▶ [SOURCE DATA]
--

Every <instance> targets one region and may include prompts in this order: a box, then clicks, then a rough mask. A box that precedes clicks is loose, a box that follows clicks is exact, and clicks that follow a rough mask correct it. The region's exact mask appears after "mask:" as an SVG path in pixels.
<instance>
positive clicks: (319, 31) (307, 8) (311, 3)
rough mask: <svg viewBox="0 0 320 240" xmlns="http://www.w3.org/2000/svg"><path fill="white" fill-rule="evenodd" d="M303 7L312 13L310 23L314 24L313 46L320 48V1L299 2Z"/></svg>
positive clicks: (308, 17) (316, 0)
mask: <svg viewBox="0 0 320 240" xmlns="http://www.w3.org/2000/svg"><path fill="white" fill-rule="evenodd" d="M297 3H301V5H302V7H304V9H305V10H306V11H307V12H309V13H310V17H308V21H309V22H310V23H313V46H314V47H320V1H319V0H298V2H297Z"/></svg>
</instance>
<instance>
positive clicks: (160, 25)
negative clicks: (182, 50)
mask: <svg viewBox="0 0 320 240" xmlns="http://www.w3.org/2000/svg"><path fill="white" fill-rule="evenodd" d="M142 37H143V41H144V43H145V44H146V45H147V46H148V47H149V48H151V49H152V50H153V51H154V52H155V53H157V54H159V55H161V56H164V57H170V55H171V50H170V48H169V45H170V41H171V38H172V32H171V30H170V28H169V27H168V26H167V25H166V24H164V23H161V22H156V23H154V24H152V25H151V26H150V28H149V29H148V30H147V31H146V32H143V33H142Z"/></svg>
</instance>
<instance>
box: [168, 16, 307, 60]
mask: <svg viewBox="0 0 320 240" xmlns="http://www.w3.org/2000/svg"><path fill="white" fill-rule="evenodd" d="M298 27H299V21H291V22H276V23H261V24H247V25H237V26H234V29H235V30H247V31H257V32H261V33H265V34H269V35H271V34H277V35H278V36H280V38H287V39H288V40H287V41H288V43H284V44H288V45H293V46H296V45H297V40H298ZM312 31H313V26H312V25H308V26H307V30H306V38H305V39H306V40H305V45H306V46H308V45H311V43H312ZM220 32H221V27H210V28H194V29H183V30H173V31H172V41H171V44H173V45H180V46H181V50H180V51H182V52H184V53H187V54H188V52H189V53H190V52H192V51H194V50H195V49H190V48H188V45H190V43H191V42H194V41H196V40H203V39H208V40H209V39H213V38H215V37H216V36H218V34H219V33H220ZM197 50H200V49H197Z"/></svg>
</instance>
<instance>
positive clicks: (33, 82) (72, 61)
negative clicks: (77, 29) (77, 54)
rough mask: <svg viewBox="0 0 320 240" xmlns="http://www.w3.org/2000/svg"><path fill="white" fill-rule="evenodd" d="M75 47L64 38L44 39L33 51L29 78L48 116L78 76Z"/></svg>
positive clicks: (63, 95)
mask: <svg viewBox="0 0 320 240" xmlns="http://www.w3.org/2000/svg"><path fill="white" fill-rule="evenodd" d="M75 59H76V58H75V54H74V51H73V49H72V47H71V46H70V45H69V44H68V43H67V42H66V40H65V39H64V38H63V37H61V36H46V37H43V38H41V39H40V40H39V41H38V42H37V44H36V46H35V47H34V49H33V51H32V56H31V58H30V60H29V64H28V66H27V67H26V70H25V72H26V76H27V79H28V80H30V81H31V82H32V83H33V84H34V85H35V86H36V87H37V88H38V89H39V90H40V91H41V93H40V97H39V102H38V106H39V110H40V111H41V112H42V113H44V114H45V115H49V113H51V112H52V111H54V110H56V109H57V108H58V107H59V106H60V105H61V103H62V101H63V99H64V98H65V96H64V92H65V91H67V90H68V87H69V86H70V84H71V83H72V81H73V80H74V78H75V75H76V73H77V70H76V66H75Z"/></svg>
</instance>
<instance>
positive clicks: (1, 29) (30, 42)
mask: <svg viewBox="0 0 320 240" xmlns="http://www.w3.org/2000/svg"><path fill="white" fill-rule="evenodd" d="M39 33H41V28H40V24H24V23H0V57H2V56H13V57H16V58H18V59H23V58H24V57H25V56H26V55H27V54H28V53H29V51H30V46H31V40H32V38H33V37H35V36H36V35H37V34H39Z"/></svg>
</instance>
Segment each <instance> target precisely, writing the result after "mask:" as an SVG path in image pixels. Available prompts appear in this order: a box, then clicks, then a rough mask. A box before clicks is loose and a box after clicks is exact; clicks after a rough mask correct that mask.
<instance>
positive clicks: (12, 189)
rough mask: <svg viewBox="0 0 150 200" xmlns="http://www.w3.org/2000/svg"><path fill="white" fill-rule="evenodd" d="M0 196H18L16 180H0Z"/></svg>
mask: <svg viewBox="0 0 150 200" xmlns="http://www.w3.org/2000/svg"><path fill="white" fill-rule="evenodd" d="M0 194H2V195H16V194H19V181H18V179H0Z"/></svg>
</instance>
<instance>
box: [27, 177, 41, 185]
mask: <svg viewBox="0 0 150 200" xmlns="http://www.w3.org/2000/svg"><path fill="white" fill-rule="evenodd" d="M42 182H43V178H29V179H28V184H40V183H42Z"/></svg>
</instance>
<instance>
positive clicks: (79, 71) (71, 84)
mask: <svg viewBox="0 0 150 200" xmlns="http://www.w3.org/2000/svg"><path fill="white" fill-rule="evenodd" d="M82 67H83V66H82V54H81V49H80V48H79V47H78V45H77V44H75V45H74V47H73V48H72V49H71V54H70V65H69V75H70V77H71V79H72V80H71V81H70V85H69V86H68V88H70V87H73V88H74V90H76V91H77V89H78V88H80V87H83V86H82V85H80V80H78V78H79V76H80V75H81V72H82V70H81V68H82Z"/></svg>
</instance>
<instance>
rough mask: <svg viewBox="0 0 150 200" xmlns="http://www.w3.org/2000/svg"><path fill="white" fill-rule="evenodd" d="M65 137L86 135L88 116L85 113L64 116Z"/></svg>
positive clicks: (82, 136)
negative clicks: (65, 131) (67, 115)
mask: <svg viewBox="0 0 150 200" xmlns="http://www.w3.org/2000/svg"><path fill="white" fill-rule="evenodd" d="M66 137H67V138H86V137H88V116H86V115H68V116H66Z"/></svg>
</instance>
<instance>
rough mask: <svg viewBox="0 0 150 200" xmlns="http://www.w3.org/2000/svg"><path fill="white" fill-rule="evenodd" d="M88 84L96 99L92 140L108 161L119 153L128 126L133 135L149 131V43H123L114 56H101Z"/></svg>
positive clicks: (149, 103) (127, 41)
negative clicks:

--

▶ [GOAL OF THE EXERCISE] Each record is to be repeated word for word, with none skipped.

▶ [ANSWER TO THIS EXERCISE]
Every <instance> targets one region and may include prompts in this order: a box, then clicks, then a rough mask. A box that precedes clicks is loose, a box that follows clicks is exact, and clicks that follow a rough mask correct it. The region's exact mask appears after "mask:" as an SVG path in pixels.
<instance>
positive clicks: (319, 31) (307, 8) (311, 3)
rough mask: <svg viewBox="0 0 320 240" xmlns="http://www.w3.org/2000/svg"><path fill="white" fill-rule="evenodd" d="M303 7L312 13L310 23L314 24L313 46L320 48V1L299 2Z"/></svg>
positive clicks: (308, 17) (316, 0)
mask: <svg viewBox="0 0 320 240" xmlns="http://www.w3.org/2000/svg"><path fill="white" fill-rule="evenodd" d="M297 3H301V5H302V7H304V9H305V10H306V11H307V12H309V13H310V17H308V21H309V22H310V23H313V46H314V47H320V1H319V0H298V2H297Z"/></svg>
</instance>
<instance>
positive clicks: (160, 25)
negative clicks: (182, 50)
mask: <svg viewBox="0 0 320 240" xmlns="http://www.w3.org/2000/svg"><path fill="white" fill-rule="evenodd" d="M142 37H143V41H144V43H145V44H146V45H147V46H148V47H149V48H151V49H152V50H153V51H154V52H155V53H157V54H159V55H161V56H164V57H170V55H171V50H170V48H169V45H170V41H171V38H172V32H171V30H170V28H169V27H168V26H167V25H166V24H164V23H161V22H156V23H154V24H152V25H151V26H150V28H149V29H148V30H147V31H146V32H143V33H142Z"/></svg>
</instance>
<instance>
box: [168, 16, 307, 60]
mask: <svg viewBox="0 0 320 240" xmlns="http://www.w3.org/2000/svg"><path fill="white" fill-rule="evenodd" d="M298 27H299V21H291V22H276V23H261V24H247V25H237V26H234V29H235V30H247V31H257V32H261V33H265V34H269V35H271V34H277V35H278V36H280V38H287V39H288V40H287V41H288V43H284V44H288V45H293V46H296V45H297V40H298ZM312 31H313V26H312V25H308V26H307V30H306V38H305V39H306V40H305V45H306V46H308V45H311V43H312ZM220 32H221V27H210V28H194V29H183V30H173V31H172V41H171V44H173V45H180V46H181V50H180V51H182V52H184V53H187V54H188V52H189V53H190V52H192V51H194V50H195V49H190V48H188V45H190V43H191V42H194V41H196V40H203V39H208V40H209V39H213V38H215V37H216V36H218V34H219V33H220ZM197 50H200V49H197Z"/></svg>
</instance>
<instance>
positive clicks: (33, 82) (72, 61)
negative clicks: (77, 29) (77, 54)
rough mask: <svg viewBox="0 0 320 240" xmlns="http://www.w3.org/2000/svg"><path fill="white" fill-rule="evenodd" d="M75 47L64 38L44 39L33 51L29 78L48 116L78 76Z"/></svg>
positive clicks: (63, 95)
mask: <svg viewBox="0 0 320 240" xmlns="http://www.w3.org/2000/svg"><path fill="white" fill-rule="evenodd" d="M75 59H76V58H75V54H74V51H73V49H72V47H71V46H70V45H69V44H68V43H67V42H66V40H65V39H64V38H63V37H61V36H46V37H43V38H41V39H40V40H39V41H38V42H37V44H36V46H35V47H34V49H33V51H32V56H31V58H30V60H29V64H28V66H27V67H26V70H25V72H26V76H27V79H28V80H30V81H31V82H32V83H33V84H34V85H35V86H36V87H37V88H38V89H39V90H40V91H41V93H40V97H39V102H38V106H39V110H40V111H41V112H42V113H44V114H45V115H49V113H51V112H52V111H54V110H56V109H57V108H58V107H59V106H60V105H61V103H62V101H63V99H64V98H65V96H64V92H65V91H67V90H68V87H69V86H70V84H71V83H72V81H73V80H74V78H75V75H76V73H77V70H76V66H75Z"/></svg>
</instance>
<instance>
positive clicks: (1, 29) (30, 42)
mask: <svg viewBox="0 0 320 240" xmlns="http://www.w3.org/2000/svg"><path fill="white" fill-rule="evenodd" d="M39 33H41V28H40V24H24V23H0V57H2V56H13V57H16V58H18V59H23V58H24V57H25V56H26V55H27V54H28V53H29V51H30V46H31V40H32V38H33V37H35V36H36V35H37V34H39Z"/></svg>
</instance>
Segment each <instance> target precisely, writing the result after "mask:" as an SVG path in image pixels. Available prompts appear in this order: a box, then clicks, then a rough mask. A box before clicks is loose and a box after clicks is exact; clicks after a rough mask correct that mask.
<instance>
positive clicks: (12, 189)
rough mask: <svg viewBox="0 0 150 200" xmlns="http://www.w3.org/2000/svg"><path fill="white" fill-rule="evenodd" d="M0 196H18L16 180H0Z"/></svg>
mask: <svg viewBox="0 0 150 200" xmlns="http://www.w3.org/2000/svg"><path fill="white" fill-rule="evenodd" d="M0 194H2V195H16V194H19V181H18V179H0Z"/></svg>
</instance>
<instance>
box: [27, 177, 41, 185]
mask: <svg viewBox="0 0 150 200" xmlns="http://www.w3.org/2000/svg"><path fill="white" fill-rule="evenodd" d="M42 182H43V178H29V179H28V184H40V183H42Z"/></svg>
</instance>
<instance>
positive clicks: (79, 71) (71, 84)
mask: <svg viewBox="0 0 150 200" xmlns="http://www.w3.org/2000/svg"><path fill="white" fill-rule="evenodd" d="M82 67H83V66H82V54H81V49H80V48H79V47H78V45H77V44H75V45H74V47H73V48H72V49H71V54H70V65H69V75H70V77H71V79H72V80H71V81H70V85H69V86H68V88H70V87H73V88H74V90H76V91H77V89H78V88H80V87H83V86H82V85H80V80H78V78H79V76H80V75H81V72H82V70H81V68H82Z"/></svg>
</instance>
<instance>
rough mask: <svg viewBox="0 0 150 200" xmlns="http://www.w3.org/2000/svg"><path fill="white" fill-rule="evenodd" d="M65 137L86 135L88 116L85 113L64 116Z"/></svg>
positive clicks: (82, 136)
negative clicks: (65, 131) (67, 115)
mask: <svg viewBox="0 0 150 200" xmlns="http://www.w3.org/2000/svg"><path fill="white" fill-rule="evenodd" d="M66 137H67V138H86V137H88V116H86V115H68V116H66Z"/></svg>
</instance>
<instance>
rough mask: <svg viewBox="0 0 150 200" xmlns="http://www.w3.org/2000/svg"><path fill="white" fill-rule="evenodd" d="M88 84L96 99L92 140L108 161L119 153L128 126L133 135L149 131V43H123L114 56H101Z"/></svg>
positive clicks: (149, 103) (127, 41)
negative clicks:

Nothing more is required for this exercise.